■ TASK REQUIREMENTS: No line before the one containing "Note: locate the boulder" is to be output; retype exactly that line and all lines that follow it to the end of the records.

■ GIVEN RECORDS:
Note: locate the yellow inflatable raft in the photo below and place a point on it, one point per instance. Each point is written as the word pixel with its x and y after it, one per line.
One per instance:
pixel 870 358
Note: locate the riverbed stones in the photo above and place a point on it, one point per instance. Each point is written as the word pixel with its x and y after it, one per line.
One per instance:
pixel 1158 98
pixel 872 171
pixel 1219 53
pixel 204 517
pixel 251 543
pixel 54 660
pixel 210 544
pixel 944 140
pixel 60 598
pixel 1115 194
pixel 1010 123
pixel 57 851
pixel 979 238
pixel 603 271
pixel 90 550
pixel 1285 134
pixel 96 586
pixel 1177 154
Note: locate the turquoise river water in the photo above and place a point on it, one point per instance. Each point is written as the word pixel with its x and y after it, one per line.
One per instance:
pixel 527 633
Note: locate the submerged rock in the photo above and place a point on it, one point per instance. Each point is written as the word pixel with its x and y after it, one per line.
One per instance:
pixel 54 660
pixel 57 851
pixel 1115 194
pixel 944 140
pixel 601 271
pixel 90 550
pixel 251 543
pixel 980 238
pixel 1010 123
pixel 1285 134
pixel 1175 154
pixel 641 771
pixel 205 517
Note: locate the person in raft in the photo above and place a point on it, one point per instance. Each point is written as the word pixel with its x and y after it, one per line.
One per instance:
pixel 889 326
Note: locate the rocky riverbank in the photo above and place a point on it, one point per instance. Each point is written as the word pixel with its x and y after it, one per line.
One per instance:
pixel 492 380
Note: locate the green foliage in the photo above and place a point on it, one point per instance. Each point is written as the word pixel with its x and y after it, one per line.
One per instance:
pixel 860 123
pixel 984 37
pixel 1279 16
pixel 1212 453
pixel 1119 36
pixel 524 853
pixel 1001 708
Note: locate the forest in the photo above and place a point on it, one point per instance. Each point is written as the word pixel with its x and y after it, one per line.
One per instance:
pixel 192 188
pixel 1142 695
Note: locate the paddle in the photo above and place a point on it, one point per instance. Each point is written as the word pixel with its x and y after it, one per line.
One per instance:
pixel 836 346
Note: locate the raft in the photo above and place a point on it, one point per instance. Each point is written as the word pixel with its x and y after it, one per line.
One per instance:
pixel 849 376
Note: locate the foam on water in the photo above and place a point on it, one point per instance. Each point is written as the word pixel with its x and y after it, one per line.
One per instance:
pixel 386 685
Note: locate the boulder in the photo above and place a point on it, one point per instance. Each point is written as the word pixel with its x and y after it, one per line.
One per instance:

■ ANSWER SECTION:
Note: locate the boulder in the photo above and place a point on it, one point per instance. Each point is written as the word pixel with its x and y after it, one per line.
One per instance:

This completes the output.